*Quoted text*:

....

However, if you want to do it in code with Depth-Anything, you can add the following lines to the run.py script, just after the uint8 depth image is created:

# Use depth prediction to mask out parts of the input color image
# low, high = 0.75, 1.0 # Keep 'close' parts of the image
low, high = 0.0, 0.25 # Keep 'far' parts of the image
low_mask, high_mask = depth >= int(low*255), depth <= int(high*255)
out_bgra = cv2.cvtColor(raw_image, cv2.COLOR_BGR2BGRA)
out_bgra[:,:,-1] = (np.bitwise_and(low_mask, high_mask) * 255).astype(np.uint8)
cv2.imwrite(os.path.join(args.outdir, os.path.splitext(os.path.basename(filename))[0] + "_masked.png"), out_bgra)

The low and high values control which part of the depth map is used for segmenting.

xuan-cloud commented 4 months ago

The most user-friendly way to do this is probably to export the depth prediction as a grayscale image and then load that into a photo-editor and threshold the parts of the mask you want. Then you can use the thresholded mask as an alpha channel with your original image to get segmentations. Alternatively, there are existing models (like Segment-Anything) that can do user-guided segmentation as well.

However, if you want to do it in code with Depth-Anything, you can add the following lines to the run.py script, just after the uint8 depth image is created:

# Use depth prediction to mask out parts of the input color image
# low, high = 0.75, 1.0 # Keep 'close' parts of the image
low, high = 0.0, 0.25 # Keep 'far' parts of the image
low_mask, high_mask = depth >= int(low*255), depth <= int(high*255)
out_bgra = cv2.cvtColor(raw_image, cv2.COLOR_BGR2BGRA)
out_bgra[:,:,-1] = (np.bitwise_and(low_mask, high_mask) * 255).astype(np.uint8)
cv2.imwrite(os.path.join(args.outdir, os.path.splitext(os.path.basename(filename))[0] + "_masked.png"), out_bgra)

The low and high values control which part of the depth map is used for segmenting.

This method looks great. However, values need to be manually specified. What methods can I use to automatically determine thresholds in images?

heyoeyo commented 4 months ago

Determining the thresholds automatically will probably depend a lot on what sort of images you're working with and what part of the image you want to segment. A very simple automated approach would be to take the median depth value and then take everything either above that or below that, depending on whether you want near or far parts of the scene. Something like:

# Take all parts of image based on percentile of depth data
take_far_parts = False
threshold_point = int(np.percentile(depth, 50))
mask = depth < threshold_point if take_far_parts else depth >= threshold_point
out_bgra = cv2.cvtColor(raw_image, cv2.COLOR_BGR2BGRA)
out_bgra[:,:,-1] = (255 * mask).astype(np.uint8)
cv2.imwrite(os.path.join(args.outdir, os.path.splitext(os.path.basename(filename))[0] + "_masked.png"), out_bgra)

This example uses the 50th percentile (i.e. the median) but it might make sense to change depending on how the depth data tends to be distributed for the images you're working with, and what you're trying to segment.

....

*Provided information*:
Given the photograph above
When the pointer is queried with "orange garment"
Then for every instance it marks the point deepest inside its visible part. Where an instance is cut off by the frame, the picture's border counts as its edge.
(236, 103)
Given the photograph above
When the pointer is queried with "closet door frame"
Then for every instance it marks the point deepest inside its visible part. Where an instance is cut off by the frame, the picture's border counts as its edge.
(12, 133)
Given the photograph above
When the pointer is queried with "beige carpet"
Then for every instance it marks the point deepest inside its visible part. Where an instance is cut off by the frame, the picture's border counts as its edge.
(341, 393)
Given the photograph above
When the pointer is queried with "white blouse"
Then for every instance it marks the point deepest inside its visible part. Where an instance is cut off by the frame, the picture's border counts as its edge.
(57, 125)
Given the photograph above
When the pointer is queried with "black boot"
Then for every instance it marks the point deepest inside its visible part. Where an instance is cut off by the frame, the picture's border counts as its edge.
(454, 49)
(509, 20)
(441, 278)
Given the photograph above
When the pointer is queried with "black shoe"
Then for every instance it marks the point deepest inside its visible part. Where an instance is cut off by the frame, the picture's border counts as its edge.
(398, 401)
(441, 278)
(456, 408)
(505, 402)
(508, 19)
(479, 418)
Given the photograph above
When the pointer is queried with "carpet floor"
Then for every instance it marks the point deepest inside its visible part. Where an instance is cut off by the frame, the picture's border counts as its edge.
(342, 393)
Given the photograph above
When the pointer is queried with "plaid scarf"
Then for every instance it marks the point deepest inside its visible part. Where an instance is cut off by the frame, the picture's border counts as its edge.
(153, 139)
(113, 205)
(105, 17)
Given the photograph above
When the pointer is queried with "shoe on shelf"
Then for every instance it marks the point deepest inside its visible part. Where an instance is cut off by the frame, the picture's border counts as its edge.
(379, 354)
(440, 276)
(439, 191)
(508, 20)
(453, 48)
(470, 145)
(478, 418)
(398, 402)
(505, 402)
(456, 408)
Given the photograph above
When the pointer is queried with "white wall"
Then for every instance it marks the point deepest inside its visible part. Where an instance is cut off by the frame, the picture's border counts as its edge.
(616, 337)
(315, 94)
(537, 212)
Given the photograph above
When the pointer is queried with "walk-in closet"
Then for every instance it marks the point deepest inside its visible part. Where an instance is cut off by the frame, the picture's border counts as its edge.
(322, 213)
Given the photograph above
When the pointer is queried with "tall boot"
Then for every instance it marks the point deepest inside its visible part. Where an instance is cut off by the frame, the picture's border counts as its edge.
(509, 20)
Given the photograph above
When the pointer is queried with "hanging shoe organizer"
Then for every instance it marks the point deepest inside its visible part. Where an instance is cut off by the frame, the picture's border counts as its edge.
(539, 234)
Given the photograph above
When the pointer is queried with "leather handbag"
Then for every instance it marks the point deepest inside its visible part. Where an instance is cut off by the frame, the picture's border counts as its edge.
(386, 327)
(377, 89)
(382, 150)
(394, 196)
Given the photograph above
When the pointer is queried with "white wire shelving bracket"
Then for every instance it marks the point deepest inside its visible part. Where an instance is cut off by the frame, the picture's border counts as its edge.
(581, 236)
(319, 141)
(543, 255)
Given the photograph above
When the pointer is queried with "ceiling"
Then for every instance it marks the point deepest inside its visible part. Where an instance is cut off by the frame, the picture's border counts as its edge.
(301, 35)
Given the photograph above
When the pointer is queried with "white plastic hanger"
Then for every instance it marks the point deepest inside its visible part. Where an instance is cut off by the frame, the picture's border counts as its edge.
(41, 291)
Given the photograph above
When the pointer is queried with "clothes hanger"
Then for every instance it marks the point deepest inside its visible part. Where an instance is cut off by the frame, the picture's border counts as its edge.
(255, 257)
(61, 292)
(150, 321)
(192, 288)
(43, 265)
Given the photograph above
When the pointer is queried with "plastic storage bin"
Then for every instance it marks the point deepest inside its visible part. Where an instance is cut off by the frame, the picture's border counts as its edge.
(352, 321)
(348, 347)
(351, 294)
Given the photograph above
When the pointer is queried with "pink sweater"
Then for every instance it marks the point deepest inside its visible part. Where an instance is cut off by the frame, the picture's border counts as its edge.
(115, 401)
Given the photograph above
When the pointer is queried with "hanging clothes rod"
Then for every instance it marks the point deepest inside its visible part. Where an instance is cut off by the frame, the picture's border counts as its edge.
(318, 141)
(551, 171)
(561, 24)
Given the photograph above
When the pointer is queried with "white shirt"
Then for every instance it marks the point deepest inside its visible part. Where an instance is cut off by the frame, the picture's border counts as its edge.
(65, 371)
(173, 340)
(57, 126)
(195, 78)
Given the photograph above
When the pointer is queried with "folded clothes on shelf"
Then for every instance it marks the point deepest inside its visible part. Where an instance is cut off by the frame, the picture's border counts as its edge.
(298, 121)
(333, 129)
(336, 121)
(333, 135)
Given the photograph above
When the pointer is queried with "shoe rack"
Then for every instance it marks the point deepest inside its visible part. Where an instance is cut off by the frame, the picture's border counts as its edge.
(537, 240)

....

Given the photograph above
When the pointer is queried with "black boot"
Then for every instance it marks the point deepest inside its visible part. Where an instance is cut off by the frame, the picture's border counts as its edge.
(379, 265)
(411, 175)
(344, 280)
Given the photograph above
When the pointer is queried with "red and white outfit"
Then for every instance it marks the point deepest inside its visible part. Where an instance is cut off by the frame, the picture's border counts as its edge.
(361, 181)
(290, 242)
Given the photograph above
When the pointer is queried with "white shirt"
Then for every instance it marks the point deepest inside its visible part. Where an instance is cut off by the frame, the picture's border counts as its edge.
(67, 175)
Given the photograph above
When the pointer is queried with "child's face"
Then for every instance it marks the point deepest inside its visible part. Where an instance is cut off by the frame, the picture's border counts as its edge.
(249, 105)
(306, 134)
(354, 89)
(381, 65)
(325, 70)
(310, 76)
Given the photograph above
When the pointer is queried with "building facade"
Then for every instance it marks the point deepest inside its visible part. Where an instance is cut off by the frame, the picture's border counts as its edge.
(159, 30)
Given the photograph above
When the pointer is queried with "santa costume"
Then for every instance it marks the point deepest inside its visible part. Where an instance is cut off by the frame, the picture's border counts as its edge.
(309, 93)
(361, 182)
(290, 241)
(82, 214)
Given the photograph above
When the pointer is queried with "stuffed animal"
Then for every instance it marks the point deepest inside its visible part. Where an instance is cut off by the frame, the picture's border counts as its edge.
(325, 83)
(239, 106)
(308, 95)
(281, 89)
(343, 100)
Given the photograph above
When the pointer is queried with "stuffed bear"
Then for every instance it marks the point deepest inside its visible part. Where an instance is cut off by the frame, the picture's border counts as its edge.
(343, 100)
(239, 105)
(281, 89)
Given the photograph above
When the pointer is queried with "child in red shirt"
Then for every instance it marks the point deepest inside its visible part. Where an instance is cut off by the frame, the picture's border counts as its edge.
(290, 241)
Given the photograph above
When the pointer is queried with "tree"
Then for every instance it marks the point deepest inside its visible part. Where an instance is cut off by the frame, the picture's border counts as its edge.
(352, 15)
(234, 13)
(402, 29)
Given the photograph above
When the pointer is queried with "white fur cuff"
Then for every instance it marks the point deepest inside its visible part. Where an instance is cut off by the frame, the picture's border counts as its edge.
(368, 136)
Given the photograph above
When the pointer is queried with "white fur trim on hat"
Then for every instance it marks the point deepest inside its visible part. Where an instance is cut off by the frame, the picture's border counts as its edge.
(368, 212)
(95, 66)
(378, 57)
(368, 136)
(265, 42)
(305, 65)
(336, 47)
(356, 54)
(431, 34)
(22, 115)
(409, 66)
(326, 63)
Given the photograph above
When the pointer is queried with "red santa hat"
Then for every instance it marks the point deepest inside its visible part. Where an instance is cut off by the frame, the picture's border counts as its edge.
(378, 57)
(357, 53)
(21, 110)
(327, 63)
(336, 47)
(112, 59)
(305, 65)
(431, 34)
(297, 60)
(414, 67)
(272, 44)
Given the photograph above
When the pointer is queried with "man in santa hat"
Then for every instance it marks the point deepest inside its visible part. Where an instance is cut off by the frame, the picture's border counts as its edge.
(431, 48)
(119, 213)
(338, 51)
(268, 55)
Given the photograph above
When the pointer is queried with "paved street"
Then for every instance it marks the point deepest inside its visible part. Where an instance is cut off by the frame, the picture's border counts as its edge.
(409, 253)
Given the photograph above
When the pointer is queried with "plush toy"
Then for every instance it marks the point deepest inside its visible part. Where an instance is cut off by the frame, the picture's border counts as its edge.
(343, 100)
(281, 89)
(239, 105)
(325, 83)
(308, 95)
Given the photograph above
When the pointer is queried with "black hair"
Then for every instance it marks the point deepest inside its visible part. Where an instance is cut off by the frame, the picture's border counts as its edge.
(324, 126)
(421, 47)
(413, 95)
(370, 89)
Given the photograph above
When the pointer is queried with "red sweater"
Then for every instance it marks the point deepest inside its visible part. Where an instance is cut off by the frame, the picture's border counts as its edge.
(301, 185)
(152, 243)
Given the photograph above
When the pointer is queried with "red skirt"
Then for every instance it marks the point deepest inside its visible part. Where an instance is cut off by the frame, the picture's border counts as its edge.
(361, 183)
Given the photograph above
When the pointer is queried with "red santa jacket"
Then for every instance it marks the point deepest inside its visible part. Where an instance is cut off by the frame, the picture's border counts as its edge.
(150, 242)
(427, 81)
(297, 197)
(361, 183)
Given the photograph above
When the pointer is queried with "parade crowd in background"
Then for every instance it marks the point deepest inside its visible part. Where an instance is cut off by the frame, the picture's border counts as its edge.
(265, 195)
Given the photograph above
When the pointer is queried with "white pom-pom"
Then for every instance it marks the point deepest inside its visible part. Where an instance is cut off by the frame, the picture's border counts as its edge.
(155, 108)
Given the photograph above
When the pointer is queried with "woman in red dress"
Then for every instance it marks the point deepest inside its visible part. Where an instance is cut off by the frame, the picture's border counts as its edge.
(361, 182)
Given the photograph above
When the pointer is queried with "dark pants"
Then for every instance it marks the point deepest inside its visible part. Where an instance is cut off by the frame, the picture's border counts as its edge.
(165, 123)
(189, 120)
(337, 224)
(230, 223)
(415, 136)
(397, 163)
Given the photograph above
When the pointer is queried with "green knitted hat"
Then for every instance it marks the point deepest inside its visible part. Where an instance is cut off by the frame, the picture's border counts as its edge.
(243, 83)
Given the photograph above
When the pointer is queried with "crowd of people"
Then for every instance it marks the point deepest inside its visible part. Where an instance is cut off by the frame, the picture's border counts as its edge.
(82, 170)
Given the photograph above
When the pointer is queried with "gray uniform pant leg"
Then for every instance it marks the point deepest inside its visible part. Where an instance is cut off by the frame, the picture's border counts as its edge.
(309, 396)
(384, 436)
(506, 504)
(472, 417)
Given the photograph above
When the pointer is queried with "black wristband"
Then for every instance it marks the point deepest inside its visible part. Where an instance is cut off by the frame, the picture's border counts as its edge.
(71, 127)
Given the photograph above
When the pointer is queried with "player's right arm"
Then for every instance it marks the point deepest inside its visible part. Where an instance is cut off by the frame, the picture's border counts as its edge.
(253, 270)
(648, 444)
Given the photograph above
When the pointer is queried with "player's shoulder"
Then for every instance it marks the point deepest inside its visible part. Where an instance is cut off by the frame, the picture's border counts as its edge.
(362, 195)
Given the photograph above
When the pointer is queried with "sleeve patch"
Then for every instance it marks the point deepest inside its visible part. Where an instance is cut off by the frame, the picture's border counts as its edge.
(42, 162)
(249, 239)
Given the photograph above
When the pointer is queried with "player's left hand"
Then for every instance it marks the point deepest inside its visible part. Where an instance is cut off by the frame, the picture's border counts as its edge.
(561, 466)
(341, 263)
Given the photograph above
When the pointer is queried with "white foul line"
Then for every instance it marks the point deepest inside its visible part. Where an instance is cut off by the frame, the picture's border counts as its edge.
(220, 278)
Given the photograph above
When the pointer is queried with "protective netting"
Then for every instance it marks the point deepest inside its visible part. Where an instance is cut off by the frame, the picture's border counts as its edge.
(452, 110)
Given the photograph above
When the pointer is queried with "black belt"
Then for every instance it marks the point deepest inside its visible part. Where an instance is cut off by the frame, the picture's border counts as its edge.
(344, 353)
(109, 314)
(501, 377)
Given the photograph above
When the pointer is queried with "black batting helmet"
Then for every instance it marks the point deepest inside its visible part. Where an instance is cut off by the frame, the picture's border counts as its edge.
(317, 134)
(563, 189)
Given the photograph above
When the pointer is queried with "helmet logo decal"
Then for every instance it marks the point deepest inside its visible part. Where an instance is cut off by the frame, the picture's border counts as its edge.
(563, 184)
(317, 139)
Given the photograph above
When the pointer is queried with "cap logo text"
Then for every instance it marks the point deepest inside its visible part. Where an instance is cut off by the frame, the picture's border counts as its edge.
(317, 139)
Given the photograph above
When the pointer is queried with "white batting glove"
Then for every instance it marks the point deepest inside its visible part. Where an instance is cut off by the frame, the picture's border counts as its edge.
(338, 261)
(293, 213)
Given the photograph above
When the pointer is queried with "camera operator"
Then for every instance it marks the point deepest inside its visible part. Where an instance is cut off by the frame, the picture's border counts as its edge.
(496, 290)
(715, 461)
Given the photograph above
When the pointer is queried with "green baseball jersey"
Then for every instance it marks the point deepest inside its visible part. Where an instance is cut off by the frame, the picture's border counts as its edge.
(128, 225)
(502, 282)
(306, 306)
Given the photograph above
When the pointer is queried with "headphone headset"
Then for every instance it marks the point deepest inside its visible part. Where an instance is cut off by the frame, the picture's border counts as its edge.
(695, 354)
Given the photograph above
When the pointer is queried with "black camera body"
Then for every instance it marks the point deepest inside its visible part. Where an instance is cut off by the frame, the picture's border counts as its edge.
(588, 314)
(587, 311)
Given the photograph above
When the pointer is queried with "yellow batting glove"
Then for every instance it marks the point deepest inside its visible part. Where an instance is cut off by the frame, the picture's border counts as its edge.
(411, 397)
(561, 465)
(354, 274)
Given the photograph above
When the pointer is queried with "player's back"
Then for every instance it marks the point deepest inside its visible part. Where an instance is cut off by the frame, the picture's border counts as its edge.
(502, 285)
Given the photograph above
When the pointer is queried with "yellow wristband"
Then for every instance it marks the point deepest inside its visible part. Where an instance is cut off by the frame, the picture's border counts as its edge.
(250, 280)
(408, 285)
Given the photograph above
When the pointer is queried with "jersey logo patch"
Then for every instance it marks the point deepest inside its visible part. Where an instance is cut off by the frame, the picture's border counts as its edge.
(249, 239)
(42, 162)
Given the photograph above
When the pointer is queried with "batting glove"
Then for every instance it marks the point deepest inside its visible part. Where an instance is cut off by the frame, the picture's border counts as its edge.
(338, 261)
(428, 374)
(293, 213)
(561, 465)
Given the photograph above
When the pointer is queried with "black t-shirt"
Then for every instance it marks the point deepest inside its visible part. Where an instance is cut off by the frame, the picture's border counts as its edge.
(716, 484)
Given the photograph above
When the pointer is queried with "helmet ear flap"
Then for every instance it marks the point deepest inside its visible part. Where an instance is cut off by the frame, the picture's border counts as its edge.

....

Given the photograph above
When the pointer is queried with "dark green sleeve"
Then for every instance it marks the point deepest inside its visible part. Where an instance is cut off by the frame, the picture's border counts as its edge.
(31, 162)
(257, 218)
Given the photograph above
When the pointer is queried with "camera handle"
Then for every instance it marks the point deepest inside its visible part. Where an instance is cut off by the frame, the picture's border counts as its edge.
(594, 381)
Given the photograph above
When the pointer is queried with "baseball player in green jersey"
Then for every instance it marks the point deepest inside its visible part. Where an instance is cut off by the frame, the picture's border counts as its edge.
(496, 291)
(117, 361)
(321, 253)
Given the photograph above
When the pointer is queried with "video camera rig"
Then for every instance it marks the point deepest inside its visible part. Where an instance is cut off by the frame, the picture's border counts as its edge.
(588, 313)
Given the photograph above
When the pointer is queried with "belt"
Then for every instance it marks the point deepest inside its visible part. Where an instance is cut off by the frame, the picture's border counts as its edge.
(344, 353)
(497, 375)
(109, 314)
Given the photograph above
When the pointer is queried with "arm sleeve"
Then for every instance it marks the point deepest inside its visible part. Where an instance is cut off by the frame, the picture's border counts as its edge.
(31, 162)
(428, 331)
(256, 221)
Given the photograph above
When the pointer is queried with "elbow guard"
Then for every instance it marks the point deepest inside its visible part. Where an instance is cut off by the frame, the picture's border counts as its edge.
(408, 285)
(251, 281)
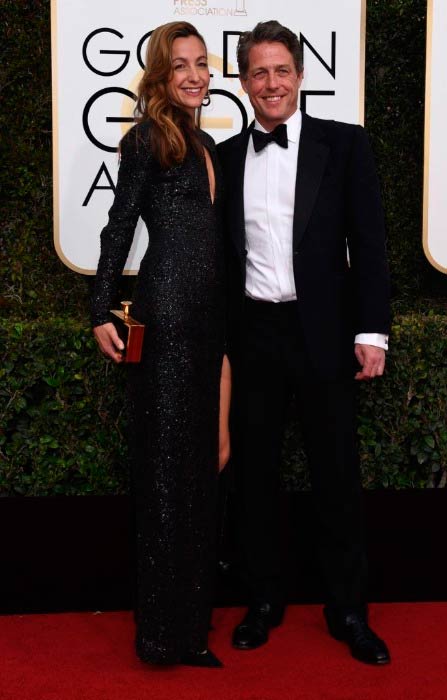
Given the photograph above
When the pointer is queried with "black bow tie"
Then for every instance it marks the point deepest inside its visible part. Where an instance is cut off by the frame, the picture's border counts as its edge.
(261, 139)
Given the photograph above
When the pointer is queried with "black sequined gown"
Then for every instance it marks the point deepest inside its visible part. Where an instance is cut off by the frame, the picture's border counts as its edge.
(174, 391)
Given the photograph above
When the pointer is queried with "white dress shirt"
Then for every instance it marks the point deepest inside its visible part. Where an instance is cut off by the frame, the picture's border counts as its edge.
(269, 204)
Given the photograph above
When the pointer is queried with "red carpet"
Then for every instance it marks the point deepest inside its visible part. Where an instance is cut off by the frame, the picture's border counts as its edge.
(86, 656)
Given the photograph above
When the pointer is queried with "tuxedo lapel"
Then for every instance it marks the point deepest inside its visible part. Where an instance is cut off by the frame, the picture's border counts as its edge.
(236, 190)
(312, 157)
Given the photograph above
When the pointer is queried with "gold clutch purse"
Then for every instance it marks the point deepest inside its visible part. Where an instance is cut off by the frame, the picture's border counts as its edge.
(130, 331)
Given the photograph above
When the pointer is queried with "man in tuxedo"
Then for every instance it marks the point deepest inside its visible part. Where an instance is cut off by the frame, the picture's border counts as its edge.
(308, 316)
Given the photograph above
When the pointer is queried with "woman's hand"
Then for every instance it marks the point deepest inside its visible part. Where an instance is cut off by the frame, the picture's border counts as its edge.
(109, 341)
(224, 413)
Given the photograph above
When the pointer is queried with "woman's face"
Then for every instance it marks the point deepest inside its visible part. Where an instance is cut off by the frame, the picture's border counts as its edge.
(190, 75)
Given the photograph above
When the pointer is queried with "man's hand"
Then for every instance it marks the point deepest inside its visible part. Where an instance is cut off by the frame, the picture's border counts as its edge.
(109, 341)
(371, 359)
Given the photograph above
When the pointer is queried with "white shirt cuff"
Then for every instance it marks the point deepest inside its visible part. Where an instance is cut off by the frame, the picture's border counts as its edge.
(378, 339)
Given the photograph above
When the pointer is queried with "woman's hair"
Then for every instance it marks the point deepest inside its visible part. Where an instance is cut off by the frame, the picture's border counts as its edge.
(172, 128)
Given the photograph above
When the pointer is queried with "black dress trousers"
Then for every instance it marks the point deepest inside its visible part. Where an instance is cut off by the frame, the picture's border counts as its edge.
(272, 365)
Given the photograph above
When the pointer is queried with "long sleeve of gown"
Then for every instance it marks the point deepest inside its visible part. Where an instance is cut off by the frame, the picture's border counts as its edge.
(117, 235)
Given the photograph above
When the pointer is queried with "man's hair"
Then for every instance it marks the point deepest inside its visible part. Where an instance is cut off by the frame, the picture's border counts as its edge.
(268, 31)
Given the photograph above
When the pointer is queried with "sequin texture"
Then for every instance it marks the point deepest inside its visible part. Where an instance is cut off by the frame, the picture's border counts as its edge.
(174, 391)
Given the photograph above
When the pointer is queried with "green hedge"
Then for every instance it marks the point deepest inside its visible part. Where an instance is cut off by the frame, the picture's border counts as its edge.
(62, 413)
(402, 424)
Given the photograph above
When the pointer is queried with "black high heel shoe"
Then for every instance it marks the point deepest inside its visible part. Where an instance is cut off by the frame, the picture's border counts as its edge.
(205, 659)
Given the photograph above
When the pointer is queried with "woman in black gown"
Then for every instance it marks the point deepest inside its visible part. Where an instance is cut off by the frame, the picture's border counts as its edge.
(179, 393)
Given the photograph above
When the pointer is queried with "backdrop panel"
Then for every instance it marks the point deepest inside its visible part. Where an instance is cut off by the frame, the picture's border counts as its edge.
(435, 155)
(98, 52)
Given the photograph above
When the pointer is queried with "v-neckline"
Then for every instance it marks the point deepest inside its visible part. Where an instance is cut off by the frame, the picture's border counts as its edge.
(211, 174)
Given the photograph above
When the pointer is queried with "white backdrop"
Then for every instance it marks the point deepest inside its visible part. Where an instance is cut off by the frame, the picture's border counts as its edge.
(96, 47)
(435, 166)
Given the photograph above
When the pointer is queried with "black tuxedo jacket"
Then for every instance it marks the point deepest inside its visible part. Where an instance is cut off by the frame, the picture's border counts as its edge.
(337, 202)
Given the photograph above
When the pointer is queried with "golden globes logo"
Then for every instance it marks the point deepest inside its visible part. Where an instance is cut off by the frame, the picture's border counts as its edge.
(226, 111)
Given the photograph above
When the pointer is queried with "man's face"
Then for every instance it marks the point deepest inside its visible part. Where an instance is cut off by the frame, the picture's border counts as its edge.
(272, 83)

....

*Aim of the exercise*: Reproduce the stretch of the depth-masking thread above from "# Take all parts" through "(255 * mask).astype(np.uint8)", character for character.

*Complete response*:
# Take all parts of image based on percentile of depth data
take_far_parts = False
threshold_point = int(np.percentile(depth, 50))
mask = depth < threshold_point if take_far_parts else depth >= threshold_point
out_bgra = cv2.cvtColor(raw_image, cv2.COLOR_BGR2BGRA)
out_bgra[:,:,-1] = (255 * mask).astype(np.uint8)